Reproduce the following material verbatim, line by line, without altering any word, number, or punctuation mark.
=======
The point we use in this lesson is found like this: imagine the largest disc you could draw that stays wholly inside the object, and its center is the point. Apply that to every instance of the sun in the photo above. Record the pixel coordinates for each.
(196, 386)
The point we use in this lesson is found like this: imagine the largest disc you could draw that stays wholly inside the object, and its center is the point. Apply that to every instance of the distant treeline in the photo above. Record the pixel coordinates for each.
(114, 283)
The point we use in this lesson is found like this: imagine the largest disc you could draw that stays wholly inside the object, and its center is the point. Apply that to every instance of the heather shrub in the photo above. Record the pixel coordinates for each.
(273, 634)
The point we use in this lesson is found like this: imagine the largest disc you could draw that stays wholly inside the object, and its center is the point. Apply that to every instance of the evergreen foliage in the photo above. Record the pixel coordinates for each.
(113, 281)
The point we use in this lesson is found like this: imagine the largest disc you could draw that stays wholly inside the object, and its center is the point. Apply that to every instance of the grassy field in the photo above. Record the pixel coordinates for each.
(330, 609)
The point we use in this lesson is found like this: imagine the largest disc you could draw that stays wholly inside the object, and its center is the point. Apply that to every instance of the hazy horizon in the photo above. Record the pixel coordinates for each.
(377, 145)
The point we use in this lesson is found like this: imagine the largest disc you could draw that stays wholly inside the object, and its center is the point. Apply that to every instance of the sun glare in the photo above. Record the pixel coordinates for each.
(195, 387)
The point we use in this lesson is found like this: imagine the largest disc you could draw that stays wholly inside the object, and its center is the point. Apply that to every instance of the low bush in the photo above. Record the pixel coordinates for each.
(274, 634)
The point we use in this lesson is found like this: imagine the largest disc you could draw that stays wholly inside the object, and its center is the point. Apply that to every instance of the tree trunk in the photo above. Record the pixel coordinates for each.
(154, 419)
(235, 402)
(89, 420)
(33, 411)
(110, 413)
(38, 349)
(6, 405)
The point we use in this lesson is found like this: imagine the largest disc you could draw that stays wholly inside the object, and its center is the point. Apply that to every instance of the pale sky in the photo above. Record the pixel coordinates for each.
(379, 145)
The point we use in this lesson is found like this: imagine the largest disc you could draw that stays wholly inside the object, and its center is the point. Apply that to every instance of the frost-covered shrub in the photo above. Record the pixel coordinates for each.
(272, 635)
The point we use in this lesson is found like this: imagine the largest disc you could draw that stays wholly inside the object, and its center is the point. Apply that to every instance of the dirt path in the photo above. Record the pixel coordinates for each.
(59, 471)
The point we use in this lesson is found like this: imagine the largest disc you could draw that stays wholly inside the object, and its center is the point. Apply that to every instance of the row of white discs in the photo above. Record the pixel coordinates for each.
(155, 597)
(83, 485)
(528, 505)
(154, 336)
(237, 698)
=======
**RESULT OF THIS TASK**
The point we use in this lesson is found like this: imagine the largest disc you could draw that stays wholly inside the object, and its center is the point. Apply that to every instance of the sun in the photo above. Record the pixel coordinates for each.
(196, 386)
The point we use in this lesson is found like this: imagine the largest disc you could draw that stays wholly inside the object, and its center is the point. Apply that to every instance of the distant treeline in the photo above. Record the pixel coordinates for each.
(114, 283)
The point we use in this lesson is found like this: imagine the largest disc you could draw that stays wholly inside the object, and its center is the point. Apply that to every instance of the heather shrub in the photo above. Record the pixel coordinates for each.
(273, 634)
The point we use in this lesson is found like this: imagine the largest disc you could draw that stays wholly inside the object, and its center is the point. Apply that to every instance of the evergreen foliage in the photo above. Record the pixel coordinates for each.
(113, 281)
The point we use in this lesson is found like this: imagine the largest disc you could draw that stays wholly inside the object, and its center is the point. Apply that to every instance of the grassy field in the photo above. Record the pixel coordinates for each.
(330, 609)
The point we use in this lesson is found like this: imagine the largest disc you could draw that stays wholly inside the object, and its center is the point. Apply that to every instance of the hazy horizon in the photo above. Record the pixel coordinates for each.
(377, 145)
The point we use in this lesson is found like this: imagine the largest disc you could draw that stays wholly inside the object, and its center is the point. Apply that to every instance of the sun glare in the photo above. Record the pixel coordinates for each.
(195, 387)
The point we use in this lesson is found like this: imagine the largest disc you could draw that stays wholly inside the object, and its center is the point. Apply that to every instance of the low bush in the photo above. Record the pixel coordinates for each.
(274, 634)
The point we use in this lesson is found like this: imagine the largest disc you could draw that stays wholly inside the object, and its center is the point. Apply that to every instance of the tree trunk in the photo above. Record the pixel coordinates for each.
(154, 419)
(235, 402)
(89, 420)
(33, 411)
(110, 413)
(38, 349)
(6, 405)
The point we use in this lesson is found like this: imagine the largest disc you could draw that stays wholly inside the object, and its center is the point. Apply that to every instance of the pale sky in the photo above. Record the pixel coordinates for each.
(379, 145)
The point we use in this lesson is found like this: imagine the largest disc you could draw that stays wholly inside the object, and its center is the point. Apply that to every instance of the frost-covered shrub in the photo above. Record the pixel coordinates for each.
(272, 635)
The point we use in this lesson is found like this: imagine the largest disc you could draw that stays wholly inside the object, and its center is the point. Apply that to every instance of the dirt path in the photo above. Record the pixel coordinates for each.
(59, 471)
The point we use in this lesson is found like this: imagine the largest disc you could draw that stays wholly inside the object, and its center is the point. Apply that to every instance of the row of white discs in the photo above. Record the pixel coordinates for each.
(155, 597)
(83, 485)
(528, 505)
(154, 336)
(237, 698)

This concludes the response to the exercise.